DOCUMENT PASSAGE:

# Four of a Kind – Inshore 1/20/2013



## HaMm3r (Dec 11, 2006)

Since I hadn’t been back to Bing’s Landing in a while, I decided to launch the LT there on Sunday and see what sort of action I could find around Pellicer Flats.  As usual, the forecasted wind projections fell far short of the actual wind speed that morning and I found myself donning my raingear before heading North, into the howling gale and across a moderately white-capped ICW. 


I won’t go into great detail, except to say it was chilly and not very action packed for the first couple hours. However, once I forced my was back into the creeks against a ripping outgoing tide, I managed one keeper flounder before having to chase the last bit of water back out or risk getting stranded. 









Realizing that most of the fish and especially the flounder, which are what I was really after, were deep back in the marsh. I made a run to get ahead of the tide and then ground and scraped my way over some of the shallowest spots I’ve ever attempted in this boat so far. However, to keep a long story short, I’ll just say I only had to resort to the push pole once and the Gotta Fly performed amazingly well, although I was white-knuckling the steering wheel in several spots that seemed far too shallow to stay on plane over, yet somehow did.  Nonetheless, making it into the extreme northeast Florida backwaters at low tide always comes with a price, and it’s usually at the expense of your prop. There goes my top end… :









Once through, I was committed for the next couple of hours until the tide came back in, so I used the time to reel in thirteen more catches, including three more flounder, four trout and four redfish. 

















































Three of the flounder went in the cooler. I released all of the trout, including the two legal ones and none of the reds I caught measured, although I spooked or presented and had baits refused by about half a dozen legal reds. :-[

When the water came back in enough for me to get out, I fired up the motor and ran back to the ICW, then turned south past Bings and headed to my in-laws’ place. They live on a residential canal nearby in Palm Coast, so I tied-up at their dock and delivered a pair of fresh-caught flounder right to their door.

(Labeled-object pointing entries)

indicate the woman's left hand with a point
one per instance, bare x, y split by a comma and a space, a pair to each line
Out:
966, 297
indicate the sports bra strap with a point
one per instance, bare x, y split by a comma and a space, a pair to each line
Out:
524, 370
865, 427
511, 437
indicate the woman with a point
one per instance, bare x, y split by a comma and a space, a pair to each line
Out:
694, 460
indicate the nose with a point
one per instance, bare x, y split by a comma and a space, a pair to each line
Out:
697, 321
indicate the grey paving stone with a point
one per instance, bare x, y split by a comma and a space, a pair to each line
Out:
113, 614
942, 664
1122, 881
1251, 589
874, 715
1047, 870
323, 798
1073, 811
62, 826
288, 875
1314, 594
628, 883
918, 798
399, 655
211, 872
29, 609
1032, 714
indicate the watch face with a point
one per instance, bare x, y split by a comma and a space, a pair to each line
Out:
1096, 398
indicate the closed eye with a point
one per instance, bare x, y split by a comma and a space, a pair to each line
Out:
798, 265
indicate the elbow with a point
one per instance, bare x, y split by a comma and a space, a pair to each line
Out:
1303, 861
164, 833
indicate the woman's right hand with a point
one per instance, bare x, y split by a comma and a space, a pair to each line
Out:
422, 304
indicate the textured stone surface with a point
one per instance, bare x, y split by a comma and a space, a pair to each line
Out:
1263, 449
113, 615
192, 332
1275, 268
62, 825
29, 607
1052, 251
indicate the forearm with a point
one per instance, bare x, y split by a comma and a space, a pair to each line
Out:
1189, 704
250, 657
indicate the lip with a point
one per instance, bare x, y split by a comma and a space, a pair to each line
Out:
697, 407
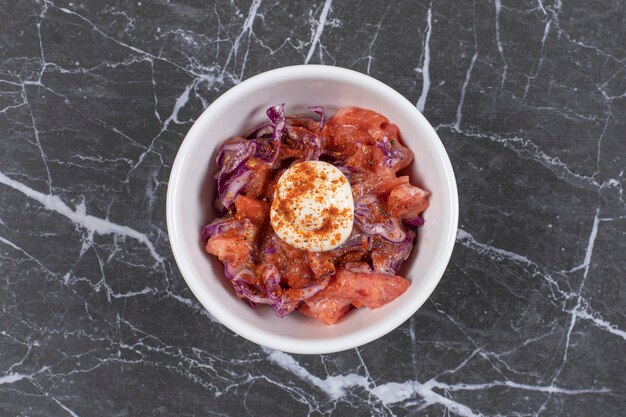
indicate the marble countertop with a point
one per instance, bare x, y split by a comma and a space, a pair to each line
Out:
529, 99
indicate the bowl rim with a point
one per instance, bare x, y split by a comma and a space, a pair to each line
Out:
342, 342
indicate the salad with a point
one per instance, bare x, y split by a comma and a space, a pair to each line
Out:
315, 217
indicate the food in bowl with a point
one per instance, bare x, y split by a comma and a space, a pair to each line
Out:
315, 218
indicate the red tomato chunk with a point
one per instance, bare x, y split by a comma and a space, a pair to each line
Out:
362, 272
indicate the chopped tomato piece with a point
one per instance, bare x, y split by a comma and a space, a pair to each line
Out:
260, 170
257, 211
371, 290
321, 263
365, 158
407, 201
233, 246
389, 184
328, 311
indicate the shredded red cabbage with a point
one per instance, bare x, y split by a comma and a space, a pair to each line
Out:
397, 253
389, 228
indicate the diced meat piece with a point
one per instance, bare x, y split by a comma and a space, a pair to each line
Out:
292, 263
328, 311
407, 201
362, 119
321, 263
389, 184
257, 211
233, 246
371, 290
365, 158
256, 184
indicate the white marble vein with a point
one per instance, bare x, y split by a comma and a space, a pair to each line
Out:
425, 68
315, 40
79, 217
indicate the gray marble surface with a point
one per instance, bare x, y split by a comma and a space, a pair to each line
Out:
529, 99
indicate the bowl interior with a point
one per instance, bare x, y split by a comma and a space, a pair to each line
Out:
192, 188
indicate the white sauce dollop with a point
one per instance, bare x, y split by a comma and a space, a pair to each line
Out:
313, 207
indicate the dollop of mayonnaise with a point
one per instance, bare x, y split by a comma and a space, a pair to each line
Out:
313, 207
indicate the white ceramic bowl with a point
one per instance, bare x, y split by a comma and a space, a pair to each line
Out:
191, 190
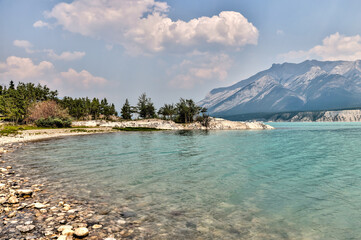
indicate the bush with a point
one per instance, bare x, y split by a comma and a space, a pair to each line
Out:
53, 122
46, 110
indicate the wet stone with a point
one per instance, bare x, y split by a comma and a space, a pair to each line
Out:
128, 214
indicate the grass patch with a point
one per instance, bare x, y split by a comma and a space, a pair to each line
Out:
79, 130
9, 130
136, 129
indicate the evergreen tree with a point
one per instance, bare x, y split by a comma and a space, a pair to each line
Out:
126, 110
145, 107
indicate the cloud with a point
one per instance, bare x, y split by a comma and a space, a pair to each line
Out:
200, 68
280, 32
66, 56
82, 78
41, 24
20, 69
333, 47
24, 69
143, 26
24, 44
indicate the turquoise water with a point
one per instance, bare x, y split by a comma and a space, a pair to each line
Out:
299, 181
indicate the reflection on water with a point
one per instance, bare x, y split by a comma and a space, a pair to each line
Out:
300, 181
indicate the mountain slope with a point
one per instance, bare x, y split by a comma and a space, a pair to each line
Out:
310, 85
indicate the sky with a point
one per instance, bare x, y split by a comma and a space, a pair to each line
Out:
119, 49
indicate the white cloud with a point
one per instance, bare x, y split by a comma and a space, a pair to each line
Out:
24, 44
333, 47
200, 68
20, 69
280, 32
66, 56
41, 24
24, 69
143, 25
82, 78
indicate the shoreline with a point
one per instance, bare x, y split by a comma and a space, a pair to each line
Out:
30, 209
47, 134
98, 127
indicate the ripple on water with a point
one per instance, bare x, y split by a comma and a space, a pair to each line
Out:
301, 181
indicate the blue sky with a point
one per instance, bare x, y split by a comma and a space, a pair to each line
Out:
168, 49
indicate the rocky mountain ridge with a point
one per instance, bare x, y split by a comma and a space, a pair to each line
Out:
307, 86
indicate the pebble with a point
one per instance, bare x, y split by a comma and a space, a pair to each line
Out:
23, 192
67, 232
96, 226
64, 227
25, 229
81, 232
13, 200
39, 205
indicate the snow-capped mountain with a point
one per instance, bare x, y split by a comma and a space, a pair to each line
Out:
310, 85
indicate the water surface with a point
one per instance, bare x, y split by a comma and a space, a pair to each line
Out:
300, 181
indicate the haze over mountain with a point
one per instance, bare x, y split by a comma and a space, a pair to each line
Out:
310, 85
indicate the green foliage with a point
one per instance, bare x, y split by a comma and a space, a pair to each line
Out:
132, 129
15, 101
126, 111
9, 130
168, 111
187, 110
145, 107
82, 108
53, 122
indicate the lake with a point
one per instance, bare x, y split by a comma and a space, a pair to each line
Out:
299, 181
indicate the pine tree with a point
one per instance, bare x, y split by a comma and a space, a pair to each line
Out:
126, 111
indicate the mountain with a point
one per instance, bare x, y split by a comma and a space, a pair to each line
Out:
307, 86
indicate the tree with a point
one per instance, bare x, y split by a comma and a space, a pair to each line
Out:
145, 107
126, 110
167, 111
95, 108
47, 109
186, 110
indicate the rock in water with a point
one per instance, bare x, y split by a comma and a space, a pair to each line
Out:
81, 232
13, 200
25, 229
24, 192
39, 205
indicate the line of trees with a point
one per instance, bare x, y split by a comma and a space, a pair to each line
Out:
185, 111
23, 103
16, 102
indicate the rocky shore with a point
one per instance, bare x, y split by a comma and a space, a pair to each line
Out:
214, 124
30, 211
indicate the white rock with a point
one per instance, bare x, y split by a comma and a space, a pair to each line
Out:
64, 227
22, 192
13, 200
81, 232
67, 232
39, 205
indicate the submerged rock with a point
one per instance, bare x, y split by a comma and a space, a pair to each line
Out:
25, 228
39, 205
81, 232
13, 200
128, 214
24, 192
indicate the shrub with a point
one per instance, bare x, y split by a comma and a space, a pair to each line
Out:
46, 110
53, 122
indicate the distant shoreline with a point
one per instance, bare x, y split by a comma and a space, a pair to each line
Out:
96, 127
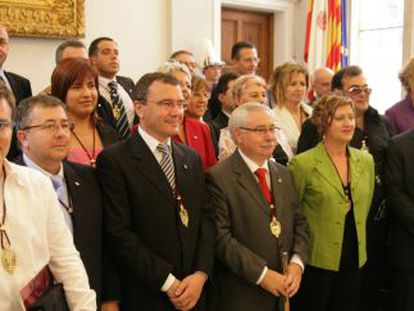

ACTIONS TO TAKE:
(A) In the fishing report, why did the writer make a run to get ahead of the tide and scrape over such shallow spots? Answer in one to three sentences.
(B) According to the fishing report, where do the writer's in-laws live?
(C) Extend the fishing report by writing what comes next after its final sentence.

SOLVED PROBLEMS:
(A) The writer realized that most of the fish, especially the flounder they were really after, were deep back in the marsh. Getting ahead of the tide was the way to reach them.

(B) They live on a residential canal in Palm Coast.

(C)
A few minutes later I was back at Bings and ready to load up and head home. All in all, not too bad of a day…


----------



## phishphood (Dec 15, 2006)

That prop shot is awesome Jeff. Way to take it where the fish are.


----------



## Ajrevels (Sep 13, 2012)

Nice fish sounds like you had a blast. Wanted to go but bailed at last minute due to wind. What bait were you throwing?


----------



## jeross (Jun 6, 2009)

Now here's a man who knows how to fish and how to stay on the good side of the in-laws!


----------



## HaMm3r (Dec 11, 2006)

Thanks guys! It was a fun day for sure, and mom-in-law is always happy when I bring her flounder. Dad-in-law not so much, since he has to clean them. ;D


> What bait were you throwing?


Well, there is almost no better artificial bait for flatties than the old standby 3" Gulp shrimp in new penny, so that's what I was tossing.


----------



## Ajrevels (Sep 13, 2012)

Cool man thinks for the info havnt had a lot of luck with new penny but caught three keepers two weekends ago on the natural color. A lot of people through that color. I'm gonna give it another shot.


----------



## HaMm3r (Dec 11, 2006)

> Cool man thinks for the info havnt had a lot of luck with new penny but caught three keepers two weekends ago on the natural color. A lot of people through that color. I'm gonna give it another shot.


I hear ya and I too prefer natural, except when targeting flounder.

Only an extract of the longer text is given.